> Task goal: Output, character for character, every line from the line with "Where can you find the plate" to the line with "<point>137,14</point>", including both of those lines and nothing else.

=== Entries provided ===

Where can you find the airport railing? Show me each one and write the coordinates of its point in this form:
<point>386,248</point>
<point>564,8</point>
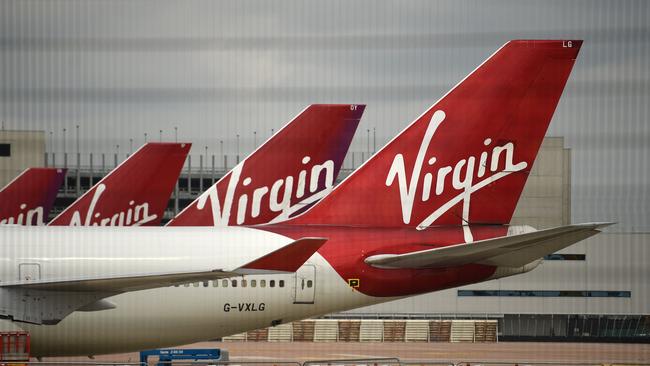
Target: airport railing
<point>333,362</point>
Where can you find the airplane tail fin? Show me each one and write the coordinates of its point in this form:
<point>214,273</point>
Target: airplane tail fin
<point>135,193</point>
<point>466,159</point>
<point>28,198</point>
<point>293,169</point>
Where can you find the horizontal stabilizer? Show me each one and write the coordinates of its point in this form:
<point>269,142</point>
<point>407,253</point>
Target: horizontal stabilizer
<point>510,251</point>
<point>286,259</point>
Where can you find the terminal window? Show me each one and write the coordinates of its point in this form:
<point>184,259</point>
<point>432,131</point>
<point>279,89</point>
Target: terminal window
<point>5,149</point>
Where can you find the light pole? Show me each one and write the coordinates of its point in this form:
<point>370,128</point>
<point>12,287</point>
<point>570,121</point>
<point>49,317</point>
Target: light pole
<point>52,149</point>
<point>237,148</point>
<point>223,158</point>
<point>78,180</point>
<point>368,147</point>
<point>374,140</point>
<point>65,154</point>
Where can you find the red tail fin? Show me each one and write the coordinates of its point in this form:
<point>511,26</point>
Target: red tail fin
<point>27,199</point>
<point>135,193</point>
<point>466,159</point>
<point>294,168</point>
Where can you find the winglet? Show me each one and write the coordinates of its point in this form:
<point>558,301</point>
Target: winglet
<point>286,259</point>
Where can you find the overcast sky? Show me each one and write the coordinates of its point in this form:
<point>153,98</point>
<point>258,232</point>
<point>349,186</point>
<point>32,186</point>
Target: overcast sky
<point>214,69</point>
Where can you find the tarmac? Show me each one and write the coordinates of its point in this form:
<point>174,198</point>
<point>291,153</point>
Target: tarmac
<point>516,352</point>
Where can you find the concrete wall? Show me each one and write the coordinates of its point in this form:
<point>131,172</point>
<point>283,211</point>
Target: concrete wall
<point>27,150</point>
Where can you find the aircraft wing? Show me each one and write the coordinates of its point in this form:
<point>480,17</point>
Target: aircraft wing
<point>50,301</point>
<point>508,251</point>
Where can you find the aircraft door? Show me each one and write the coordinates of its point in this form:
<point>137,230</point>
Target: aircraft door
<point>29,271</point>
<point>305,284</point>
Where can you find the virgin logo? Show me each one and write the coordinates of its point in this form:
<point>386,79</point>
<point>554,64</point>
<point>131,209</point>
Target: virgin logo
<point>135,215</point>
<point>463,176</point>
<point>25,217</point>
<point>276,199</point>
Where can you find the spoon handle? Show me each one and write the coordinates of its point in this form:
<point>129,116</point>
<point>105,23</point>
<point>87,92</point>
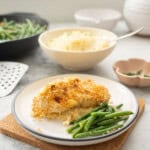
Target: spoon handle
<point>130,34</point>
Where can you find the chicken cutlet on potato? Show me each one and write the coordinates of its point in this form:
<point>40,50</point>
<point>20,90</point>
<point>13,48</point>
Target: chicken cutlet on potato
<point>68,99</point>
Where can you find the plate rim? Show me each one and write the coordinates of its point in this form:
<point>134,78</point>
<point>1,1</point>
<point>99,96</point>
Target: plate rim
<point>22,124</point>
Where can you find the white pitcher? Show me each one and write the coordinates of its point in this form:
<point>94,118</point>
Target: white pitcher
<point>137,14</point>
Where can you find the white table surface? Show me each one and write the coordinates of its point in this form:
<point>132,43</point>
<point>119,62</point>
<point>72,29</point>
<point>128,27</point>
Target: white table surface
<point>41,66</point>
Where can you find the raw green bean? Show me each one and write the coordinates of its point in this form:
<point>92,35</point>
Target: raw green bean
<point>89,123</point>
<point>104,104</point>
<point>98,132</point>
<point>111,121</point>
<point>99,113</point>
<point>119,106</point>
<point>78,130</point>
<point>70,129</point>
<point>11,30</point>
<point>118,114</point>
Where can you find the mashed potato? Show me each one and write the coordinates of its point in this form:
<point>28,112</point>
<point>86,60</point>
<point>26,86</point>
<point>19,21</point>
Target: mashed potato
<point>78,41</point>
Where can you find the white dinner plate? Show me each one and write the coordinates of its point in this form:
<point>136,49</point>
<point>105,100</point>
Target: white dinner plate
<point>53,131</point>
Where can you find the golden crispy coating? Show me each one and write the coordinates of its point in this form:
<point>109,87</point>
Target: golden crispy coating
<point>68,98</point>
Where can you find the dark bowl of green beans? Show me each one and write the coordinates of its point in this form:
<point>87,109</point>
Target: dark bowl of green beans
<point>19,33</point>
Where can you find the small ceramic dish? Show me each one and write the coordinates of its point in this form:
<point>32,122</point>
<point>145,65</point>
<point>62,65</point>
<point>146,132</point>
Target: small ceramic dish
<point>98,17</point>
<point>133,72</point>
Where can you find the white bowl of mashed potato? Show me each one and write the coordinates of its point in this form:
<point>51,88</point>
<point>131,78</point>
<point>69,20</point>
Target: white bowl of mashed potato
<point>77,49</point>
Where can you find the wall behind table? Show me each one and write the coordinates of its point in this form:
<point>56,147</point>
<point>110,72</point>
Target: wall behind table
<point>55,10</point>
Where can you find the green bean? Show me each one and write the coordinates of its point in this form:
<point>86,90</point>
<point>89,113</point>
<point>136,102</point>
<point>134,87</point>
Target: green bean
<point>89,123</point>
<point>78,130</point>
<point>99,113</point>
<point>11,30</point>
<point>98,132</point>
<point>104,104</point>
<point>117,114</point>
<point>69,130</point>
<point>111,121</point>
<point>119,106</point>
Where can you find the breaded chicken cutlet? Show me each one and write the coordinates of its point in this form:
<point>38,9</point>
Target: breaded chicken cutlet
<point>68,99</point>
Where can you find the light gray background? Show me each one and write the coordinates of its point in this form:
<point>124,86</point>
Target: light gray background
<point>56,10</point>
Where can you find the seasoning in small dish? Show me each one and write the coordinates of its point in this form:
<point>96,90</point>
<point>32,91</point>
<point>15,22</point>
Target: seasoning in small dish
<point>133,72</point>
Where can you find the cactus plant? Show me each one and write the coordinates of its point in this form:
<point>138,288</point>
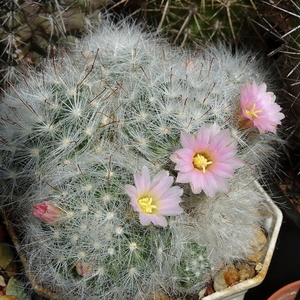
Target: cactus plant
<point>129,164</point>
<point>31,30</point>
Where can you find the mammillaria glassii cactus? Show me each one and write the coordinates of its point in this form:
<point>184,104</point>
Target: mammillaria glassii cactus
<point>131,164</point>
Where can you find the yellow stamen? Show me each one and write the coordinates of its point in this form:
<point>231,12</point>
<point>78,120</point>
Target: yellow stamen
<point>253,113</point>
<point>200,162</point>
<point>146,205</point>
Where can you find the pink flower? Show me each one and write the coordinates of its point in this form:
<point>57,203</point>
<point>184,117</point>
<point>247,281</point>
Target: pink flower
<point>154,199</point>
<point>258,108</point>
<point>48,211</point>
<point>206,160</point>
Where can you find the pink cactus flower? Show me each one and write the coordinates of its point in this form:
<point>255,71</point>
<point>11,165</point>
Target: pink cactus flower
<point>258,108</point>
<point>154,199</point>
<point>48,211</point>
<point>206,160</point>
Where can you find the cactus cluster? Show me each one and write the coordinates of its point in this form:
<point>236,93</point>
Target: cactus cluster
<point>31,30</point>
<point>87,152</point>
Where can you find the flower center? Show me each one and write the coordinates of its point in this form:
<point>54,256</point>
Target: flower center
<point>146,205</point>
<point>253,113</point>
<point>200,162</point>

===
=== Entries provided ===

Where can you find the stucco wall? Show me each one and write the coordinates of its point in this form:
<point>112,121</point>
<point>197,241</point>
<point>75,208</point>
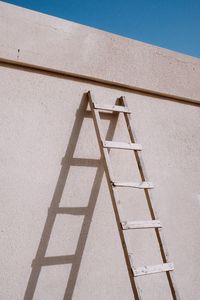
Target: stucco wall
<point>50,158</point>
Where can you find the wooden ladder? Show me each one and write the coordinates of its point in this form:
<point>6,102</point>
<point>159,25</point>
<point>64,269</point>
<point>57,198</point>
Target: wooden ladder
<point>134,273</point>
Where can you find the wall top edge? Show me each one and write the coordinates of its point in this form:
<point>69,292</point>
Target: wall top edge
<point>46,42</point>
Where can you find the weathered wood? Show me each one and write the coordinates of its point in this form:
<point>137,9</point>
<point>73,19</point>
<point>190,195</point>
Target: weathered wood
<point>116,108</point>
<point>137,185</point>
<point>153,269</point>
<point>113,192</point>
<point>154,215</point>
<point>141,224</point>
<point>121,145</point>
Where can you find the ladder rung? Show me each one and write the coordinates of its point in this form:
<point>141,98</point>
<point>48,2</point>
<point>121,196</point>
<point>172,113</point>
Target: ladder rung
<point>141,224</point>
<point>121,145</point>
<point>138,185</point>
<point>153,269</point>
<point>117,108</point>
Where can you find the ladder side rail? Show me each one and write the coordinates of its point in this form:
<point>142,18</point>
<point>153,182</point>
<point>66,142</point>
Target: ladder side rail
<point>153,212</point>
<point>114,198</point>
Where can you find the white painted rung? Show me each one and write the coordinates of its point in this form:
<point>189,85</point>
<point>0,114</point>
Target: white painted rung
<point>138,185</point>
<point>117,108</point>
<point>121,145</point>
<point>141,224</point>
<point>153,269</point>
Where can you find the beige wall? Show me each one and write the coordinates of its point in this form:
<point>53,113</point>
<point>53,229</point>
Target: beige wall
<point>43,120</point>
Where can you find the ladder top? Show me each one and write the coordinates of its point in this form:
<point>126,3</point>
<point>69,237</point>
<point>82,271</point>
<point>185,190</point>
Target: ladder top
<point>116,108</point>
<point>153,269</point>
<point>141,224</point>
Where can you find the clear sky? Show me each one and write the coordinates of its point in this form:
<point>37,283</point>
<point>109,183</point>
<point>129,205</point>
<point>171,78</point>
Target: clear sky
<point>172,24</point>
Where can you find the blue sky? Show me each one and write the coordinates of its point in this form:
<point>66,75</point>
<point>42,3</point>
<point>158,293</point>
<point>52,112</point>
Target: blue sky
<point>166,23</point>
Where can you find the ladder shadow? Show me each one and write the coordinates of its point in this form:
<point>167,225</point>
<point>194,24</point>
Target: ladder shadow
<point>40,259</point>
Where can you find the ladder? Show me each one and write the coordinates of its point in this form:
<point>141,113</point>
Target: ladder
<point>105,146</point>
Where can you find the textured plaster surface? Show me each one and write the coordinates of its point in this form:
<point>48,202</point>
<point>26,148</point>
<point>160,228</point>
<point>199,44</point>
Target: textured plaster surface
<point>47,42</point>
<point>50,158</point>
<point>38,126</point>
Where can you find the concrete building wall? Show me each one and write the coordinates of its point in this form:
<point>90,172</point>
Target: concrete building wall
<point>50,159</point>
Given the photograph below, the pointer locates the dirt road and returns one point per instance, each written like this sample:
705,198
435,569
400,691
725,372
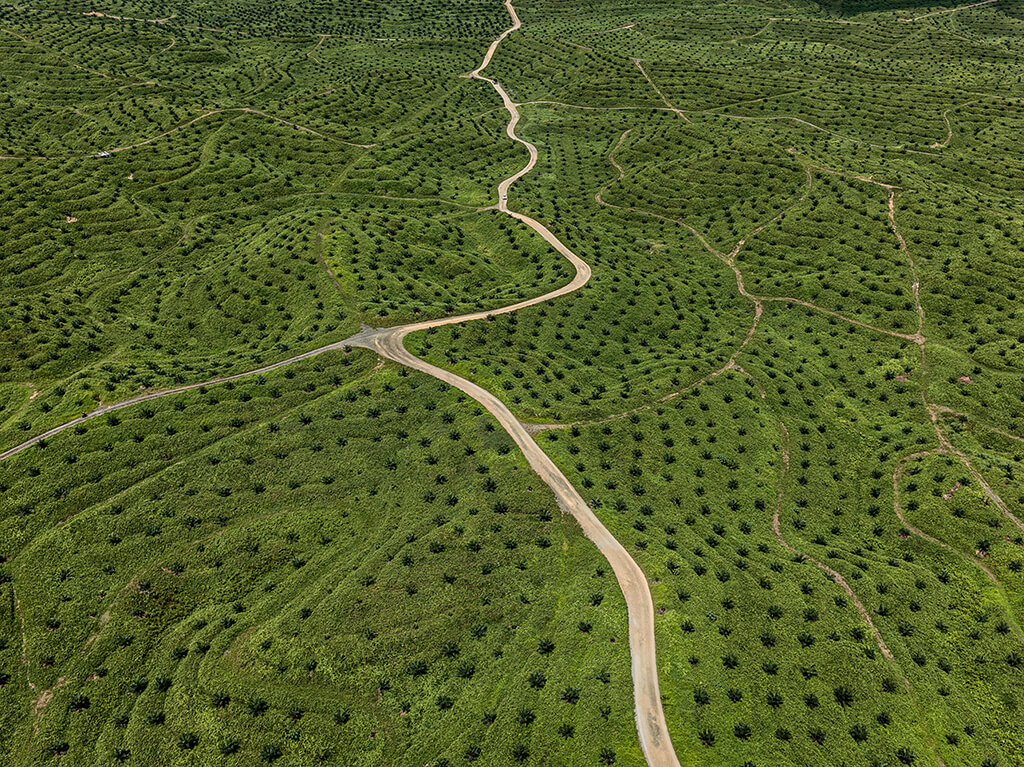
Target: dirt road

===

> Solution:
Where can you find the plate rim? Show me each one and write the coordinates of its point in this form:
<point>134,78</point>
<point>1,1</point>
<point>99,96</point>
Target: plate rim
<point>22,124</point>
Where can you find the white pitcher? Show me each one and write the coordinates of its point in this form:
<point>94,118</point>
Target: white pitcher
<point>137,14</point>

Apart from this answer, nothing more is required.